* **Teks sumber**:
---
Setelah tujuh bulan berlalu (terhitung sejak 11 April 2017), kasus teror penyiraman air keras ke wajah
dan mata Novel Baswedan tidak kunjung dapat diungkap oleh Polri. Sejumlah
barang bukti (antara lain, rekaman CCTV dan mug yang digunakan untuk melakukan penyiraman)
telah ditemukan dan diserahkan pihak keluarga Novel
kepada Polri serta beberapa orang juga telah
memberikan kesaksian. Namun, dengan alat bukti dan kesaksian yang sebenarnya (menurut Novel dan publik)
lebih dari cukup itu, tetap
saja Polri mengalami kesulitan untuk mengungkap kasusnya.
Dalam beberapa kesempatan,
Novel mengaku, ia
mendapat informasi bahwa
seorang perwira tinggi (jenderal) Polri yang masih aktif terlibat dalam teror
dan penyerangan terhadap dirinya. Informasi tersebut,
menurut Novel, diperoleh dari sumber yang sangat terpercaya. Keterlibatan sang jenderal polisi membuat Novel sangat meragukan kasus teror dan
penyerangan terhadap dirinya akan ditangani (secara hukum) dengan serius dan benar oleh Polri sehingga ia sangat berharap kepada Presiden Jokowi untuk membentuk tim gabungan pencari fakta yang
melibatkan berbagai unsur dan kalangan independen guna mengungkap dan menuntaskan kasus yang menimpa dirinya.
---
Data mentah:
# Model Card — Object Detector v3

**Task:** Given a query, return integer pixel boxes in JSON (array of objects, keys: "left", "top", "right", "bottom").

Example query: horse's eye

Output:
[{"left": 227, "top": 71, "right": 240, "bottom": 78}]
---
* **Tugas**:
1. Tentukan apakah pernyataan (a), (b), dan (c) sesuai dengan teks tentang kasus Novel Baswedan. Jawab ya atau tidak, disertai kutipan persis dari teks yang menjadi penentunya.
(a) Barang bukti diserahkan oleh pihak keluarga Novel kepada Polri.
(b) Kasus ini dihitung sejak 11 Maret 2017.
(c) Novel berharap Presiden Jokowi membentuk tim gabungan pencari fakta.
2. Geser setiap angka koordinat kotak pada keluaran di daftar deteksi objek sebesar -126. Tulis ulang seluruh baris daftar itu, termasuk permintaannya.
Teks dan daftar ini tidak saling berkaitan.

* **Jawaban tugas**:
1.
(a) Ya: "diserahkan pihak keluarga Novel kepada Polri"
(b) Tidak: "terhitung sejak 11 April 2017"
(c) Ya: "ia sangat berharap kepada Presiden Jokowi untuk membentuk tim gabungan pencari fakta"

2.
# Model Card — Object Detector v3

**Task:** Given a query, return integer pixel boxes in JSON (array of objects, keys: "left", "top", "right", "bottom").

Example query: horse's eye

Output:
[{"left": 101, "top": -55, "right": 114, "bottom": -48}]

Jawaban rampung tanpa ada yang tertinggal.